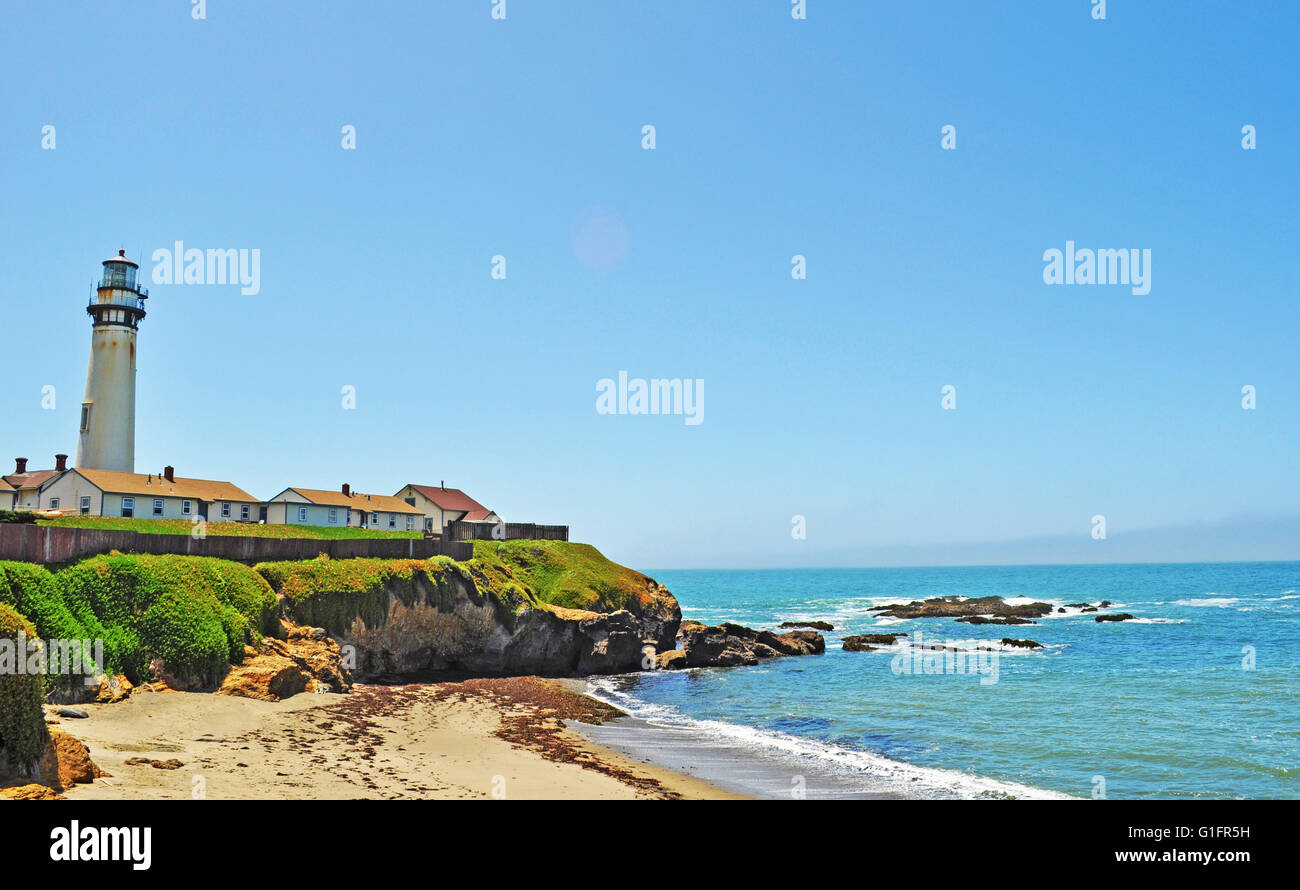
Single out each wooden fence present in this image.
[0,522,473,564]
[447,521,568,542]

++++

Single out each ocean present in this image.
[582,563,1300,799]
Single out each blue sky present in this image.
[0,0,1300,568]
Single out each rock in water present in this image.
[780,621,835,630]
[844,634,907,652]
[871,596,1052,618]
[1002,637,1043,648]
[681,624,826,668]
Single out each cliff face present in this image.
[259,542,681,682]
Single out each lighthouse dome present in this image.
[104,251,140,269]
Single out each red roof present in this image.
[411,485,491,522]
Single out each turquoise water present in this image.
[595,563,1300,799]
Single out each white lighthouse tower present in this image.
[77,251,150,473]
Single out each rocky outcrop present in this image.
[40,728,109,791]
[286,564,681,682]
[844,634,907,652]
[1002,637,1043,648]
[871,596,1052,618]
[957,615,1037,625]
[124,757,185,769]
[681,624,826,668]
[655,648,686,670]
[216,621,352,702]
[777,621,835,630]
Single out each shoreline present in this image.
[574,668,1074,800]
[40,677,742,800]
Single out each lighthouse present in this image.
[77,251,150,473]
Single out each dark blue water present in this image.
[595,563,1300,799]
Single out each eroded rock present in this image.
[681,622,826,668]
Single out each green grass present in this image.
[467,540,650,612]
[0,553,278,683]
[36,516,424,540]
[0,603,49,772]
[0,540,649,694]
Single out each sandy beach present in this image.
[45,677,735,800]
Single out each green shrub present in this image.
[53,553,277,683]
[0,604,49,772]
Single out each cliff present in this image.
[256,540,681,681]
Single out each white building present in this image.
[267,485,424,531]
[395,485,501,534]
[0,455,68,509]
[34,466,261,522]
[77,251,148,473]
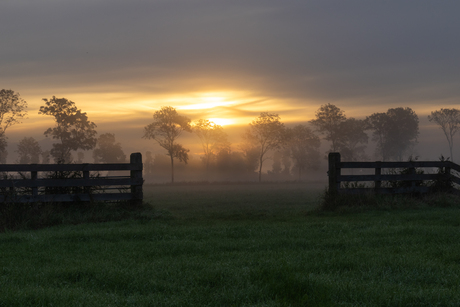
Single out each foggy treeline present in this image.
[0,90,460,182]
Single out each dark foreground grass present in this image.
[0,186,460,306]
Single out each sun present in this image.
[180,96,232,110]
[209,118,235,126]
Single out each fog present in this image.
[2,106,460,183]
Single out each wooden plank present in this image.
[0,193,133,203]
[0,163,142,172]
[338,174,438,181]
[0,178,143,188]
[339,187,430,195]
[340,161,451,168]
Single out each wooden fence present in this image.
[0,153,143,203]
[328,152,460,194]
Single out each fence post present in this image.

++++

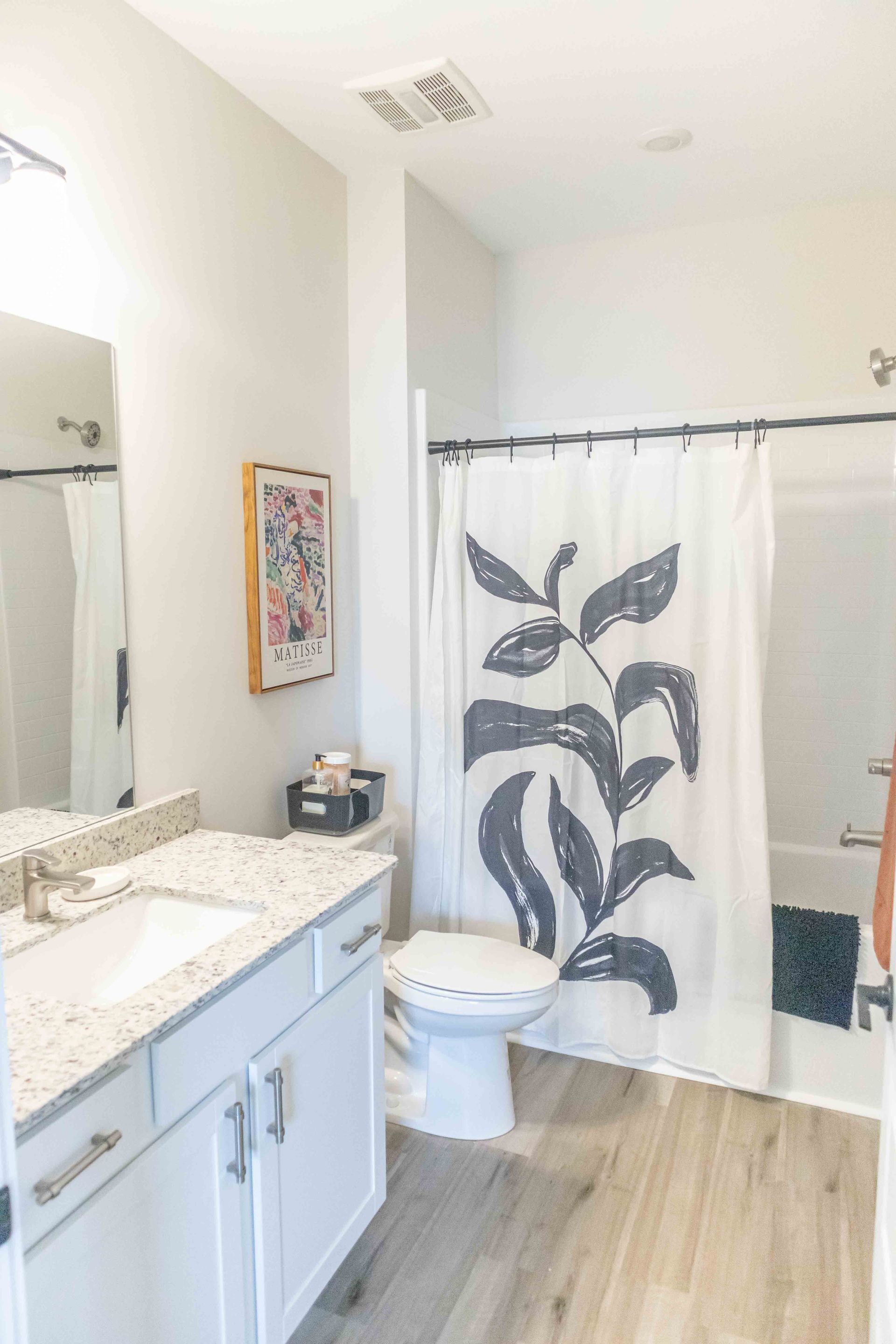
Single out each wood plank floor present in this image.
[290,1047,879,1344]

++++

» **Aim**
Please copy the lines word for word, from the line containing "Single out each lighthouse present" through the line containing "[0,186,460,306]", and leave the pictures out of your answer.

» **Solution to this task**
Single out each lighthouse present in this image.
[77,251,150,473]
Single out each dark blue water present in this image.
[595,563,1300,799]
Single out each eroded rock present in this image.
[681,622,826,668]
Single out each green grass present in this image.
[467,540,650,612]
[0,553,278,683]
[36,516,424,540]
[0,603,49,772]
[0,540,649,694]
Single out each sandy beach present in this image.
[45,677,735,800]
Single out each green shrub present in this image.
[53,553,277,683]
[0,604,49,772]
Single out each cliff present in this image.
[256,540,681,681]
Single out each white building present in this image.
[267,485,424,531]
[395,485,501,534]
[0,455,68,509]
[34,466,261,522]
[77,251,148,473]
Single out each foggy treeline present in this image.
[0,90,460,182]
Single out each dark foreground grass present in this image.
[0,186,460,306]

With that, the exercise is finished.